WHAT TO WORK ON:
Report every line below that has the string "leaf" in it.

MATERIAL PROVIDED START

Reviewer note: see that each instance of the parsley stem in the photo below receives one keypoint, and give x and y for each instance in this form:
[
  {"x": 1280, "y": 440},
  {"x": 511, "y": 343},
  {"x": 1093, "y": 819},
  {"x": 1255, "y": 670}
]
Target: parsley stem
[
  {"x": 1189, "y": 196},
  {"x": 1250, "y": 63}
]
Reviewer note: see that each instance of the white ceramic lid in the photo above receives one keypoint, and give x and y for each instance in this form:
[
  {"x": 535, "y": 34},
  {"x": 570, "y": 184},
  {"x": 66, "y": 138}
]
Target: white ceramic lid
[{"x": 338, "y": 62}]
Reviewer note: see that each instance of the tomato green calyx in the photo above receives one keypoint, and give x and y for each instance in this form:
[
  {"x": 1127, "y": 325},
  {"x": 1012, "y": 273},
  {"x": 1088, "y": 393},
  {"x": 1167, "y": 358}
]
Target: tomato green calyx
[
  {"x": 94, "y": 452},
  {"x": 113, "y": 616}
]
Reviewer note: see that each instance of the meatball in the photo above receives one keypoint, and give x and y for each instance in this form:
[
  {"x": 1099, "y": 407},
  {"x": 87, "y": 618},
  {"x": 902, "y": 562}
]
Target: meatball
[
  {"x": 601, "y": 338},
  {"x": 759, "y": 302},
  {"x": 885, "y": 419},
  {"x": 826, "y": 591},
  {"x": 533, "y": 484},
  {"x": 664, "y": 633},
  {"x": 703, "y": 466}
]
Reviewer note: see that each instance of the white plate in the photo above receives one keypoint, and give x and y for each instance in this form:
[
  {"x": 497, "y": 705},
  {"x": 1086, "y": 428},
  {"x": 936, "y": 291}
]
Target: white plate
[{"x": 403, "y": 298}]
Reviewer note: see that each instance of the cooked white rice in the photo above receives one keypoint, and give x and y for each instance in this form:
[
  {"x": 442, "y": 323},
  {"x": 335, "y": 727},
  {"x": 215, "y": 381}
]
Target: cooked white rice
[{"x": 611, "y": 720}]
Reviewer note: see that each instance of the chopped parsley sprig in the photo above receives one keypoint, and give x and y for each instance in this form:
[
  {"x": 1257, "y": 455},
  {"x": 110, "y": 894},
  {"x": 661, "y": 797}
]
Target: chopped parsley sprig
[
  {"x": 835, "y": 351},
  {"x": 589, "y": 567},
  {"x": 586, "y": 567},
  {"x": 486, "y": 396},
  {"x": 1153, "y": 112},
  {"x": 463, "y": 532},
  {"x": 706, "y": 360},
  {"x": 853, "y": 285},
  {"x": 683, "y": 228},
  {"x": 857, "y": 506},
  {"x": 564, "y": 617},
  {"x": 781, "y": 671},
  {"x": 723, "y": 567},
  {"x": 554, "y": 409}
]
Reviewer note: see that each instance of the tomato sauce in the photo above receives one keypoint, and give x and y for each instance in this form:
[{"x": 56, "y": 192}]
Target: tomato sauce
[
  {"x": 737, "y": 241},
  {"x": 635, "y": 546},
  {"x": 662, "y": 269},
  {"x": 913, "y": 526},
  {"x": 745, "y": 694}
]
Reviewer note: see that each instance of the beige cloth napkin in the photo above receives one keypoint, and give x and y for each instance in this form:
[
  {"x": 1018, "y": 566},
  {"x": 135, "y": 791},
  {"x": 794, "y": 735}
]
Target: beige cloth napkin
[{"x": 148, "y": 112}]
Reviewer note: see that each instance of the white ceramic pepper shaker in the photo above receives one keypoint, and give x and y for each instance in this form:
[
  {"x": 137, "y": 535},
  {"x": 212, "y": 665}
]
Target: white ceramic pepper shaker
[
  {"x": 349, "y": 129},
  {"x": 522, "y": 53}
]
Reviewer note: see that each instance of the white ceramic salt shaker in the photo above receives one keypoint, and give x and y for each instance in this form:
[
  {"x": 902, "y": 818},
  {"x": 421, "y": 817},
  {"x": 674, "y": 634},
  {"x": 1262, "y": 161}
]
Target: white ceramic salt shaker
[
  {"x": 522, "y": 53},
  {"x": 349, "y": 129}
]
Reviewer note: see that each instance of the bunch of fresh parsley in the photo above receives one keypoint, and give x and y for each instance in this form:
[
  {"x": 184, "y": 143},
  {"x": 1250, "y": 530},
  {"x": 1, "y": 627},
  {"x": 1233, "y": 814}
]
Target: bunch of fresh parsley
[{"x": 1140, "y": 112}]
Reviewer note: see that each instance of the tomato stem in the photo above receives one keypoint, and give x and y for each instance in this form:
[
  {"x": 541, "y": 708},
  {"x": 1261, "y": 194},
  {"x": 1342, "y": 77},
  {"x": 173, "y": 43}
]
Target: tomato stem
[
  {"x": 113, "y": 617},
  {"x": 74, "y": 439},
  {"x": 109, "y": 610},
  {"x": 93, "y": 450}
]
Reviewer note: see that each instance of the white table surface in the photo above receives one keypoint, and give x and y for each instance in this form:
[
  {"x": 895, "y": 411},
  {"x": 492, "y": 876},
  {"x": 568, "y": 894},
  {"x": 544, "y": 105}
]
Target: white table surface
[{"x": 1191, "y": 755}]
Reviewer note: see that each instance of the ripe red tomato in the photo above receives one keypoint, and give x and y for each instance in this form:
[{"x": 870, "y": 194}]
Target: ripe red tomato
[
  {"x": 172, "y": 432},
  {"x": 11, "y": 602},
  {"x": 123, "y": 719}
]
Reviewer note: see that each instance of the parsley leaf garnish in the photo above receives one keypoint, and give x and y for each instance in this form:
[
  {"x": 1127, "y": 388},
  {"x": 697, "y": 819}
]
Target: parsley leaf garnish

MATERIAL PROVIDED END

RESULT:
Reviewer note: see that each instance of the parsley leaf garnish in the photo above receives one keypoint, and give x and y for each instance in this form:
Target: parsley leaf garnish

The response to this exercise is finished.